-- Start of DATA ENTRIES --
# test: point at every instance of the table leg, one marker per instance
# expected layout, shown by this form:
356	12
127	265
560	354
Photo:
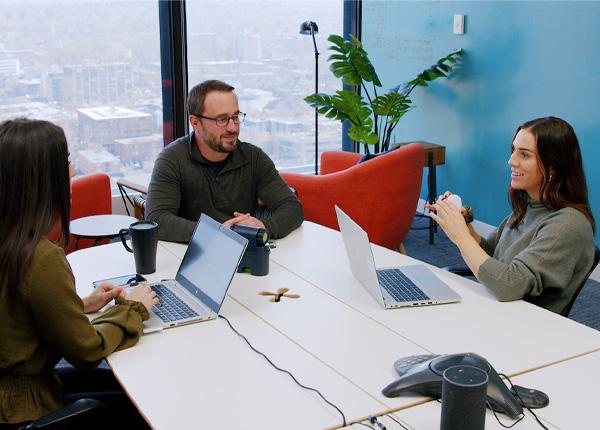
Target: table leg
432	192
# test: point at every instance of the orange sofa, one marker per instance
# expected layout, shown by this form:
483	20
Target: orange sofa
90	195
381	194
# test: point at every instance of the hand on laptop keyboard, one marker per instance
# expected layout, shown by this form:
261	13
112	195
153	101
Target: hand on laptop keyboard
144	295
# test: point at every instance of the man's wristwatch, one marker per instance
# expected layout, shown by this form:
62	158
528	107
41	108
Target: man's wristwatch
469	214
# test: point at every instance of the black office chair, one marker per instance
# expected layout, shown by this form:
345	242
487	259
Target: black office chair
83	414
463	270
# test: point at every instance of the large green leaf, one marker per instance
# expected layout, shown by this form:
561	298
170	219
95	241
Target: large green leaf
363	134
372	120
341	105
392	104
351	63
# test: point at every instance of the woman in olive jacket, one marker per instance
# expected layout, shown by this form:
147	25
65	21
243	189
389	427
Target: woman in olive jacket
42	319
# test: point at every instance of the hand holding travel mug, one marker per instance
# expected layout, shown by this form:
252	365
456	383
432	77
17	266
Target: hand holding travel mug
144	240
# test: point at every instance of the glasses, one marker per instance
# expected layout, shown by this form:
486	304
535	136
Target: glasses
222	121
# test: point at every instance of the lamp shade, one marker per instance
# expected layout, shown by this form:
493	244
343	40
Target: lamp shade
307	26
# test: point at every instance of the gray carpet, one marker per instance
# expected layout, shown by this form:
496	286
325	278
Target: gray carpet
-- End of DATA ENTRIES --
__TASK OBJECTIVE__: Convert every line of the entries above into a Markdown table with the columns "Line No." and "Content," numbering the rows and skipping any blank lines. Omit the pictures.

__RESPONSE TO THE EXERCISE__:
| Line No. | Content |
|---|---|
| 1 | # test: point at every instance of the table leg, one marker per instance |
| 2 | # expected layout, shown by this form: |
| 3 | 356	12 |
| 4 | 127	265 |
| 5 | 560	354 |
| 6 | Photo: |
| 7 | Target: table leg |
| 8 | 432	192 |
| 9 | # test: point at every instance of the orange sofa, one marker per instance |
| 10 | # expected layout, shown by this form: |
| 11 | 483	20 |
| 12 | Target: orange sofa |
| 13 | 90	195 |
| 14 | 381	194 |
| 15 | # test: point at every instance of the hand on laptop keyboard, one marker per instance |
| 16 | # expected layout, shown by this form: |
| 17 | 261	13 |
| 18 | 112	195 |
| 19 | 153	101 |
| 20 | Target: hand on laptop keyboard |
| 21 | 144	295 |
| 22 | # test: point at every instance of the man's wristwatch, one marker per instance |
| 23 | # expected layout, shown by this form: |
| 24 | 62	158 |
| 25 | 528	107 |
| 26 | 41	108 |
| 27 | Target: man's wristwatch |
| 28 | 469	214 |
| 29 | # test: point at every instance of the black office chair, one marker per instance |
| 30 | # expected layout, shown by this form: |
| 31 | 345	242 |
| 32 | 487	259 |
| 33 | Target: black office chair |
| 34 | 83	414 |
| 35 | 463	270 |
| 36 | # test: point at every instance of the large green leaf, one marker per instance |
| 37 | # expected layout, shown by this form: |
| 38 | 561	298 |
| 39 | 170	219 |
| 40 | 95	241 |
| 41 | Target: large green leaf |
| 42 | 363	134 |
| 43 | 372	120 |
| 44 | 341	105 |
| 45 | 392	104 |
| 46 | 351	63 |
| 47 | # test: point at every instance of the woman in olive jacket, one marker per instance |
| 48 | # expected layout, shown by this form: |
| 49 | 147	25 |
| 50 | 65	21 |
| 51 | 243	189 |
| 52 | 389	427 |
| 53 | Target: woman in olive jacket |
| 54 | 42	319 |
| 55 | # test: point at every instance of the hand holding travel mug, one marker per instance |
| 56 | # expected layout, shown by this form: |
| 57 | 252	365 |
| 58 | 456	383 |
| 59 | 432	77 |
| 60 | 17	266 |
| 61 | Target: hand holding travel mug |
| 62 | 144	240 |
| 63 | # test: point at every instance of the glasses, one marker per instance |
| 64 | # expected layout, shown by this form: |
| 65 | 486	304 |
| 66 | 535	136 |
| 67 | Target: glasses |
| 68 | 222	121 |
| 69 | # test: point at every instance of the lamp shade, one marker per instance |
| 70 | # expected layout, shown by this form: |
| 71 | 493	244 |
| 72 | 343	40 |
| 73 | Target: lamp shade |
| 74 | 307	26 |
| 75 | # test: point at every instance of the gray carpet, one marker per instance |
| 76 | # expected layout, shown by this form: |
| 77 | 496	286 |
| 78 | 325	278 |
| 79 | Target: gray carpet |